Fix nightly tests: modify kubectl exec syntax for creating new minio bucket (#2097)

Fixes #2096 For example failing test run, see: https://github.com/webrecorder/browsertrix/actions/runs/11121185534/job/30899729448 --------- Co-authored-by: Ilya Kreymer <ikreymer@users.noreply.github.com>
2024-10-21 20:41:19 -04:00 · 2024-10-21 20:41:19 -04:00 · f7426cc46a
commit f7426cc46a
parent 1b1819ba5a
4 changed files with 55 additions and 28 deletions
--- a/.github/workflows/k3d-nightly-ci.yaml
+++ b/.github/workflows/k3d-nightly-ci.yaml
@ -79,7 +79,7 @@ jobs:
        run: kubectl wait --for=condition=ready pod --all --timeout=240s

      - name: Create Extra Test Buckets
-        run:  kubectl exec -i deployment/local-minio -c minio mkdir /data/replica-0
+        run:  kubectl exec -i deployment/local-minio -c minio -- mkdir /data/replica-0

      - name: Run Tests
        run: pytest -vv ./backend/test_nightly/test_*.py
--- a/backend/btrixcloud/crawlconfigs.py
+++ b/backend/btrixcloud/crawlconfigs.py
@ -592,8 +592,9 @@ class CrawlConfigOps:
        update_query: dict[str, object] = {}

        running_crawl = await self.get_running_crawl(cid)
-        # only look up last finished crawl if no crawls running, otherwise
-        # lastCrawl* stats are already for running crawl
+
+        # If crawl is running, lastCrawl* stats are already for running crawl,
+        # so there's nothing to update other than size and crawl count
        if not running_crawl:
            match_query = {
                "cid": cid,
@ -603,26 +604,36 @@ class CrawlConfigOps:
            last_crawl = await self.crawls.find_one(
                match_query, sort=[("finished", pymongo.DESCENDING)]
            )
-        else:
-            last_crawl = None

-        if last_crawl:
-            last_crawl_finished = last_crawl.get("finished")
+            # Update to reflect last crawl
+            if last_crawl:
+                last_crawl_finished = last_crawl.get("finished")

-            update_query["lastCrawlId"] = str(last_crawl.get("_id"))
-            update_query["lastCrawlStartTime"] = last_crawl.get("started")
-            update_query["lastStartedBy"] = last_crawl.get("userid")
-            update_query["lastStartedByName"] = last_crawl.get("userName")

# # # # # # #

◆ **PROBLEM DETAILS**: Extend the nightly-test fix commit diff past its last shown line, keeping the same diff format.

◆ **SUPPLIED DATA**:
# # # # # # #

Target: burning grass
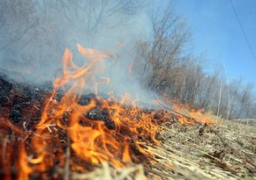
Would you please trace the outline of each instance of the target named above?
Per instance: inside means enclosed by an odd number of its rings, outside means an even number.
[[[78,47],[86,59],[84,66],[76,66],[67,49],[63,76],[56,79],[52,91],[26,86],[15,91],[11,83],[1,80],[7,97],[0,110],[4,178],[221,179],[255,175],[254,127],[236,136],[237,131],[200,112],[174,105],[147,110],[128,94],[120,101],[113,93],[108,100],[100,97],[96,90],[84,96],[85,89],[97,90],[109,82],[97,79],[94,73],[103,70],[103,61],[111,54]]]

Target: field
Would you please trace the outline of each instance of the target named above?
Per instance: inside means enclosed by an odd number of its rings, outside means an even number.
[[[254,120],[255,122],[255,120]],[[256,126],[217,119],[215,125],[165,123],[152,167],[116,168],[104,163],[73,179],[256,179]]]

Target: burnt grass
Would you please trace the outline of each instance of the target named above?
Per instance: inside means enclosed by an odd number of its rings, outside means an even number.
[[[47,85],[46,85],[47,84]],[[38,84],[26,84],[17,83],[10,79],[6,75],[0,74],[0,152],[2,155],[2,162],[0,163],[0,176],[2,177],[17,177],[17,160],[19,158],[20,146],[19,145],[20,140],[26,141],[26,150],[33,152],[31,148],[30,142],[33,137],[33,133],[36,130],[36,125],[41,120],[41,116],[42,114],[46,102],[51,96],[53,87],[49,83],[45,83],[44,85]],[[101,98],[107,97],[104,94],[100,94]],[[56,101],[60,101],[64,97],[62,91],[58,91],[55,97]],[[90,110],[84,115],[91,120],[103,121],[106,126],[110,130],[116,129],[115,123],[111,120],[109,117],[109,112],[108,109],[101,109],[101,101],[96,98],[94,94],[82,95],[79,101],[78,102],[80,105],[87,105],[90,104],[91,100],[96,100],[96,107]],[[123,105],[124,108],[129,110],[132,106]],[[152,112],[154,110],[145,109],[144,112],[147,113]],[[155,119],[160,119],[162,118],[163,114],[159,113],[155,116]],[[69,118],[68,113],[63,115],[63,124],[64,125]],[[87,122],[81,120],[80,125],[86,125]],[[49,149],[46,149],[52,154],[53,156],[58,156],[59,154],[64,154],[66,152],[68,141],[67,133],[65,130],[57,128],[57,138],[52,138],[52,146]],[[131,133],[129,128],[121,128],[122,133]],[[125,135],[125,134],[124,134]],[[143,137],[139,137],[143,138]],[[63,143],[59,143],[56,140],[62,140]],[[60,147],[61,146],[61,147]],[[130,148],[132,153],[137,156],[137,158],[132,157],[134,162],[145,162],[147,166],[150,167],[150,162],[143,154],[139,152],[135,143],[131,140]],[[8,155],[7,152],[8,151]],[[77,164],[84,166],[87,164],[88,170],[93,169],[93,167],[88,163],[76,158],[75,155],[72,155]],[[6,156],[6,157],[4,157]],[[40,174],[34,172],[31,176],[31,179],[40,179],[41,176],[47,176],[48,178],[63,178],[62,170],[58,170],[58,167],[63,166],[61,160],[56,158],[55,166],[46,169],[45,172]],[[11,169],[11,173],[6,172]],[[7,168],[7,169],[6,169]],[[58,174],[59,173],[59,174]],[[56,174],[57,176],[56,176]]]
[[[2,157],[0,177],[17,177],[15,162],[19,157],[19,142],[20,140],[26,140],[26,151],[33,151],[29,147],[30,134],[35,130],[35,126],[41,119],[43,107],[51,96],[52,90],[53,87],[49,83],[44,85],[20,83],[4,74],[0,74],[0,155]],[[56,99],[59,101],[63,96],[63,92],[59,91]],[[104,94],[100,96],[107,97]],[[82,95],[79,104],[87,105],[92,99],[97,99],[95,95]],[[101,109],[100,106],[101,102],[96,101],[96,107],[87,112],[85,116],[91,120],[104,121],[109,129],[116,129],[115,123],[109,118],[110,112],[107,109]],[[131,107],[126,105],[124,108]],[[151,113],[154,110],[146,108],[143,111],[146,113]],[[130,148],[139,160],[137,163],[142,162],[145,165],[147,178],[157,176],[162,179],[169,179],[169,177],[175,179],[210,179],[209,177],[253,179],[256,175],[256,134],[255,132],[252,133],[253,129],[255,130],[254,127],[250,127],[250,131],[246,132],[247,126],[243,126],[245,125],[237,123],[234,125],[230,121],[225,121],[224,126],[220,126],[220,124],[213,126],[200,124],[192,126],[184,126],[177,123],[178,116],[175,113],[170,113],[167,117],[169,122],[161,121],[165,113],[165,110],[159,110],[155,111],[154,115],[156,123],[163,123],[163,131],[157,134],[157,139],[162,145],[151,147],[162,152],[155,155],[156,163],[152,165],[132,143],[132,140],[131,142]],[[66,117],[64,115],[64,119],[68,119],[68,114]],[[81,125],[83,123],[85,122],[80,122]],[[242,128],[241,132],[237,131],[237,128],[240,130]],[[59,139],[68,141],[65,130],[61,128],[57,130]],[[54,140],[53,143],[55,143]],[[66,152],[65,143],[56,144],[56,146],[49,150],[53,155],[57,156],[58,154]],[[75,158],[72,152],[72,155]],[[169,162],[175,166],[162,166],[161,155],[165,158],[170,155]],[[73,161],[81,166],[85,165],[85,162],[78,158]],[[176,164],[176,161],[179,163]],[[195,162],[199,166],[198,169],[195,168],[196,165],[193,169],[189,167],[188,162]],[[94,170],[92,165],[86,164],[87,169]],[[191,162],[191,164],[193,163]],[[61,160],[56,158],[55,166],[46,169],[45,172],[33,173],[30,179],[63,179],[64,169],[59,168],[63,166]],[[194,172],[194,169],[197,171]],[[207,174],[210,174],[210,176],[207,176]]]

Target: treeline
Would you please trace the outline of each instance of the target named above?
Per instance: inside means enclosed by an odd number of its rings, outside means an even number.
[[[241,79],[229,82],[221,68],[206,73],[206,57],[189,50],[192,33],[173,9],[153,12],[151,19],[152,40],[136,45],[133,68],[144,86],[219,117],[255,119],[252,84]]]
[[[191,50],[189,26],[172,4],[164,4],[166,11],[156,4],[159,2],[154,4],[154,0],[2,0],[1,68],[33,81],[50,79],[61,67],[65,47],[82,43],[116,50],[114,44],[123,38],[127,42],[123,52],[131,53],[122,57],[135,54],[133,74],[145,87],[223,118],[255,118],[253,86],[241,80],[229,82],[218,68],[207,73],[206,57],[196,56]],[[132,33],[131,22],[144,13],[151,20],[150,40]],[[142,29],[145,19],[137,21],[136,31]]]

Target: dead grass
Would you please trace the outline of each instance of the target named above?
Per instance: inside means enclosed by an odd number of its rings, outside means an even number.
[[[165,123],[151,168],[117,168],[105,162],[72,179],[256,179],[256,127],[218,119],[214,126]]]

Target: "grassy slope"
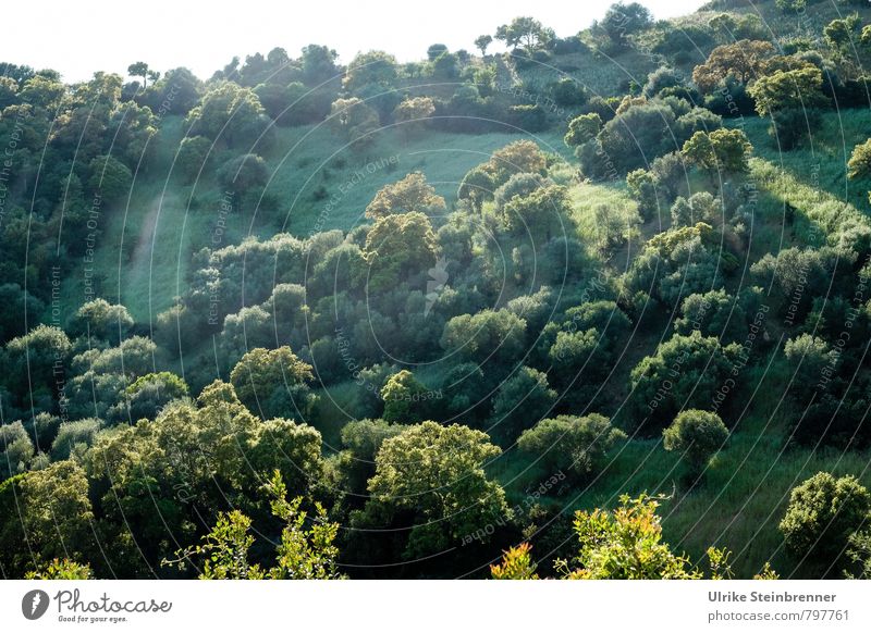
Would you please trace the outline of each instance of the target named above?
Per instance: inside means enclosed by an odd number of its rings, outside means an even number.
[[[177,119],[163,124],[152,141],[160,157],[156,164],[172,162],[182,132]],[[277,202],[256,211],[253,206],[238,209],[234,204],[223,232],[218,227],[222,194],[212,164],[195,187],[168,177],[168,167],[140,173],[130,203],[106,209],[101,220],[94,266],[101,277],[101,295],[120,300],[138,322],[148,323],[184,293],[191,253],[199,248],[237,244],[246,235],[269,237],[280,231],[306,236],[318,227],[349,229],[363,221],[378,189],[412,171],[424,172],[439,194],[452,199],[469,169],[518,138],[428,132],[406,139],[388,128],[359,156],[323,127],[279,128],[275,142],[265,152],[273,174],[267,194]],[[550,151],[565,152],[562,132],[547,132],[538,140]],[[390,164],[391,157],[395,164]],[[367,165],[376,169],[370,173]],[[319,187],[326,198],[315,196]],[[64,287],[70,313],[83,302],[83,277],[84,263],[70,271]]]

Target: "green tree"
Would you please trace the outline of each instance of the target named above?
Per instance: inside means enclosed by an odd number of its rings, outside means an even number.
[[[823,75],[820,69],[807,65],[795,70],[777,70],[759,77],[748,88],[760,116],[788,109],[810,109],[825,105],[822,94]]]
[[[487,57],[487,48],[493,42],[493,38],[489,35],[480,35],[475,38],[475,48],[481,51],[481,57]]]
[[[712,91],[729,75],[747,85],[765,70],[768,60],[774,54],[770,41],[743,39],[716,47],[703,64],[692,71],[692,80],[702,92]]]
[[[527,52],[547,45],[554,37],[553,30],[545,28],[533,17],[515,17],[510,24],[496,28],[495,38],[510,48],[523,47]]]
[[[364,247],[371,266],[369,289],[382,291],[410,273],[429,270],[436,263],[437,249],[436,233],[424,213],[380,218],[366,234]]]
[[[502,486],[484,472],[499,454],[486,434],[467,426],[409,426],[381,445],[369,480],[371,498],[357,521],[384,528],[410,517],[405,558],[458,545],[511,514]]]
[[[869,510],[871,495],[856,477],[819,472],[793,488],[780,529],[795,558],[833,567],[867,524]]]
[[[659,500],[624,495],[613,511],[575,513],[579,547],[571,561],[557,561],[569,580],[692,580],[700,574],[685,556],[662,541]]]
[[[233,82],[206,92],[186,119],[189,136],[206,136],[230,147],[252,147],[269,123],[254,90]]]
[[[639,414],[664,424],[680,410],[708,406],[732,376],[739,349],[736,343],[724,347],[699,332],[675,334],[631,371],[633,398]]]
[[[422,131],[427,124],[427,119],[436,112],[436,104],[429,97],[406,98],[396,105],[393,117],[396,123],[402,124],[402,129],[408,138],[409,135]]]
[[[252,349],[230,373],[238,399],[265,420],[307,420],[317,400],[309,387],[312,380],[311,365],[287,346]]]
[[[711,457],[723,448],[728,429],[720,415],[699,409],[685,409],[662,432],[665,450],[680,454],[691,476],[701,474]]]
[[[131,77],[142,77],[143,78],[143,90],[148,87],[148,76],[149,76],[149,69],[148,64],[145,62],[135,62],[127,66],[127,74]]]
[[[871,176],[871,138],[857,145],[847,163],[850,178],[867,178]]]
[[[480,212],[487,200],[492,200],[496,183],[492,170],[478,165],[469,170],[459,183],[456,197],[458,200],[468,200],[473,209]]]
[[[185,183],[192,183],[206,169],[212,144],[205,136],[186,136],[179,145],[175,164]]]
[[[626,434],[599,413],[557,415],[524,431],[517,447],[551,471],[568,470],[582,479],[601,469],[613,446],[625,439]]]
[[[120,344],[130,334],[133,323],[133,316],[124,306],[94,299],[76,310],[71,330],[88,338]]]
[[[441,214],[446,211],[444,198],[427,183],[420,172],[412,172],[397,183],[384,185],[366,207],[366,216],[380,220],[398,213]]]
[[[384,420],[406,424],[422,421],[427,417],[422,410],[427,405],[424,399],[427,393],[427,388],[408,370],[393,374],[381,388]]]
[[[90,178],[88,186],[108,202],[119,202],[130,195],[133,173],[130,167],[111,156],[98,156],[88,164]]]
[[[753,146],[740,129],[697,132],[684,144],[682,154],[690,164],[708,172],[712,179],[723,173],[744,173]]]
[[[533,426],[553,410],[556,392],[548,384],[547,374],[522,367],[499,387],[493,398],[493,433],[503,446]]]
[[[270,497],[272,514],[283,524],[273,567],[265,570],[248,561],[248,550],[255,538],[250,535],[252,520],[240,510],[221,513],[199,545],[176,551],[176,560],[164,560],[163,563],[179,564],[184,569],[186,561],[201,557],[200,580],[344,578],[339,573],[339,548],[333,544],[339,524],[328,520],[327,510],[316,501],[309,516],[302,509],[303,497],[287,500],[287,488],[279,471],[263,487]]]
[[[568,147],[577,147],[589,142],[602,129],[602,117],[597,112],[581,114],[568,123],[563,140]]]

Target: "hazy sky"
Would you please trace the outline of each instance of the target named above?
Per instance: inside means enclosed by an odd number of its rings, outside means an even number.
[[[641,0],[655,17],[689,13],[702,0]],[[0,61],[60,71],[68,82],[102,70],[126,74],[134,61],[165,71],[187,66],[203,78],[234,55],[274,47],[296,57],[308,44],[329,45],[349,61],[383,49],[417,60],[433,42],[474,50],[516,15],[533,15],[565,37],[601,18],[610,0],[27,0],[7,2],[0,25]],[[416,10],[409,10],[415,7]],[[431,10],[429,10],[431,8]]]

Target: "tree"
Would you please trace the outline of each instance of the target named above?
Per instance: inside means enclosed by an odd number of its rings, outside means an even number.
[[[568,132],[563,141],[568,147],[577,147],[589,142],[602,129],[602,117],[596,112],[576,116],[568,123]]]
[[[396,105],[393,116],[396,123],[403,124],[403,131],[407,136],[410,132],[422,129],[427,119],[432,116],[433,112],[436,112],[436,104],[431,98],[413,97]]]
[[[186,136],[182,139],[175,164],[185,183],[192,183],[205,170],[211,150],[212,144],[205,136]]]
[[[794,557],[832,569],[870,510],[871,495],[856,477],[819,472],[793,488],[780,529]]]
[[[531,140],[510,142],[494,151],[489,161],[496,187],[504,185],[514,174],[543,174],[545,165],[544,154]]]
[[[626,434],[599,413],[557,415],[520,434],[517,447],[552,472],[569,470],[578,477],[601,469],[608,452]]]
[[[427,183],[420,172],[412,172],[402,181],[384,185],[366,207],[366,216],[380,220],[387,215],[401,213],[440,214],[446,211],[444,198]]]
[[[490,566],[490,576],[493,580],[538,580],[530,550],[528,543],[512,547],[500,562]]]
[[[510,48],[523,47],[532,52],[553,39],[553,32],[533,17],[515,17],[510,24],[496,28],[496,39]]]
[[[94,299],[76,310],[71,330],[79,335],[120,344],[133,327],[133,316],[124,306]]]
[[[746,85],[762,74],[773,54],[774,46],[770,41],[743,39],[719,46],[703,64],[696,66],[692,80],[702,92],[712,91],[729,75]]]
[[[314,516],[302,509],[303,497],[287,500],[287,488],[275,471],[263,486],[270,497],[272,514],[283,523],[275,546],[275,564],[267,570],[248,561],[255,544],[252,520],[240,510],[221,513],[200,545],[176,551],[176,560],[163,564],[185,568],[186,561],[203,557],[199,580],[335,580],[339,573],[339,548],[333,545],[339,524],[331,523],[327,510],[314,504]]]
[[[834,370],[839,353],[829,344],[812,334],[800,334],[786,342],[783,353],[789,365],[796,368],[794,384],[799,393],[807,393],[823,377],[823,370]]]
[[[459,200],[469,200],[473,209],[480,212],[486,200],[492,200],[496,189],[495,177],[487,165],[478,165],[469,170],[459,183],[456,197]]]
[[[502,383],[493,398],[493,433],[503,445],[512,443],[550,413],[555,404],[556,392],[550,388],[548,376],[520,367]]]
[[[307,420],[317,399],[308,386],[312,380],[311,365],[287,346],[252,349],[230,373],[238,399],[265,420]]]
[[[149,373],[139,376],[126,389],[130,419],[154,419],[169,402],[186,398],[187,384],[170,372]]]
[[[356,149],[364,149],[372,142],[372,133],[378,129],[378,112],[361,99],[336,99],[330,107],[328,123],[333,131],[342,134]]]
[[[674,450],[689,467],[691,476],[701,474],[711,457],[728,437],[720,415],[699,409],[685,409],[662,432],[665,450]]]
[[[131,77],[143,78],[143,90],[148,87],[148,76],[150,75],[148,64],[145,62],[135,62],[127,66],[127,74]]]
[[[638,202],[641,216],[651,220],[659,210],[655,176],[648,170],[635,170],[626,174],[626,187],[633,199]]]
[[[557,561],[569,580],[692,580],[700,574],[685,556],[662,542],[659,500],[623,495],[613,511],[575,513],[579,547],[572,561]]]
[[[343,86],[352,94],[365,86],[390,88],[398,76],[396,58],[384,51],[357,53],[345,71]]]
[[[506,368],[524,352],[526,320],[505,309],[461,314],[445,323],[440,343],[461,361]]]
[[[89,165],[88,186],[99,193],[108,202],[118,202],[130,195],[133,173],[130,167],[111,156],[98,156]]]
[[[871,176],[871,138],[852,149],[852,156],[847,163],[850,178],[867,178]]]
[[[201,135],[230,147],[252,147],[269,123],[257,94],[233,82],[206,92],[186,119],[189,136]]]
[[[626,46],[629,36],[653,23],[650,11],[638,2],[617,2],[609,7],[599,26],[615,46]]]
[[[269,182],[269,166],[256,153],[244,153],[230,159],[218,170],[218,181],[224,190],[259,196]]]
[[[484,466],[500,450],[480,431],[424,422],[385,439],[369,480],[364,524],[410,522],[404,558],[417,558],[457,545],[482,525],[510,517],[505,493]]]
[[[513,197],[502,209],[502,221],[514,235],[548,241],[569,218],[568,189],[549,185],[527,196]]]
[[[475,48],[481,51],[481,57],[487,57],[487,48],[493,42],[493,38],[489,35],[480,35],[475,38]]]
[[[697,132],[684,144],[682,154],[688,163],[708,172],[713,181],[723,173],[747,172],[752,149],[743,131],[721,128]]]
[[[760,116],[787,109],[809,109],[825,105],[822,94],[823,75],[820,69],[807,65],[792,71],[778,70],[759,77],[748,88]]]
[[[32,551],[38,563],[64,557],[87,560],[94,550],[94,511],[82,467],[59,461],[27,473],[19,487],[25,551]]]
[[[422,421],[427,415],[421,409],[426,406],[427,388],[408,370],[390,376],[381,388],[384,401],[384,420],[410,424]]]
[[[436,233],[424,213],[384,215],[366,234],[364,255],[369,262],[369,289],[382,291],[396,280],[436,264]]]
[[[654,425],[664,424],[680,410],[708,406],[733,375],[739,349],[737,343],[721,346],[716,338],[702,337],[698,331],[689,336],[675,334],[631,371],[639,415]]]

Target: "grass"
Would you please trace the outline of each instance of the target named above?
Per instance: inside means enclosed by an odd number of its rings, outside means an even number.
[[[549,131],[536,140],[547,151],[568,154],[562,134]],[[159,156],[155,164],[171,164],[182,135],[182,120],[168,117],[152,139]],[[453,201],[469,169],[519,138],[429,131],[406,139],[400,131],[385,128],[365,154],[357,154],[322,126],[278,128],[263,152],[272,173],[266,190],[270,201],[256,208],[232,200],[229,214],[222,213],[217,165],[207,164],[195,187],[170,176],[168,166],[165,172],[142,172],[130,201],[106,207],[100,219],[93,264],[98,295],[126,306],[137,322],[152,323],[186,290],[192,253],[199,249],[238,244],[247,235],[349,231],[364,222],[366,206],[381,187],[413,171],[424,172],[436,190]],[[69,271],[62,302],[70,314],[85,301],[85,269],[81,262]]]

# # # # # # #

◆ **RIGHT ANSWER**:
-            update_query["lastCrawlTime"] = last_crawl_finished
-            update_query["lastCrawlState"] = last_crawl.get("state")
-            update_query["lastCrawlSize"] = sum(
-                file_.get("size", 0) for file_ in last_crawl.get("files", [])
-            )
-            update_query["lastCrawlStopping"] = False
-            update_query["isCrawlRunning"] = False
+                update_query["lastCrawlId"] = str(last_crawl.get("_id"))
+                update_query["lastCrawlStartTime"] = last_crawl.get("started")
+                update_query["lastStartedBy"] = last_crawl.get("userid")
+                update_query["lastStartedByName"] = last_crawl.get("userName")
+                update_query["lastCrawlTime"] = last_crawl_finished
+                update_query["lastCrawlState"] = last_crawl.get("state")
+                update_query["lastCrawlSize"] = sum(
+                    file_.get("size", 0) for file_ in last_crawl.get("files", [])
+                )
+                update_query["lastCrawlStopping"] = False
+                update_query["isCrawlRunning"] = False

-            if last_crawl_finished:
-                update_query["lastRun"] = last_crawl_finished
+                if last_crawl_finished:
+                    update_query["lastRun"] = last_crawl_finished
+            # If no last crawl exists and no running crawl, reset stats
+            else:
+                update_query["lastCrawlId"] = None
+                update_query["lastCrawlStartTime"] = None
+                update_query["lastStartedBy"] = None
+                update_query["lastStartedByName"] = None
+                update_query["lastCrawlTime"] = None
+                update_query["lastCrawlState"] = None
+                update_query["lastCrawlSize"] = 0
+                update_query["lastRun"] = None
+                update_query["isCrawlRunning"] = False

        result = await self.crawl_configs.find_one_and_update(
            {"_id": cid, "inactive": {"$ne": True}},
--- a/backend/test_nightly/test_crawlconfig_crawl_stats.py
+++ b/backend/test_nightly/test_crawlconfig_crawl_stats.py
@ -1,4 +1,5 @@
 import requests
+import time

 from .conftest import API_PREFIX

@ -70,6 +71,8 @@ def test_crawlconfig_crawl_stats(admin_auth_headers, default_org_id, crawl_confi
    data = r.json()
    assert data["deleted"]

+    time.sleep(10)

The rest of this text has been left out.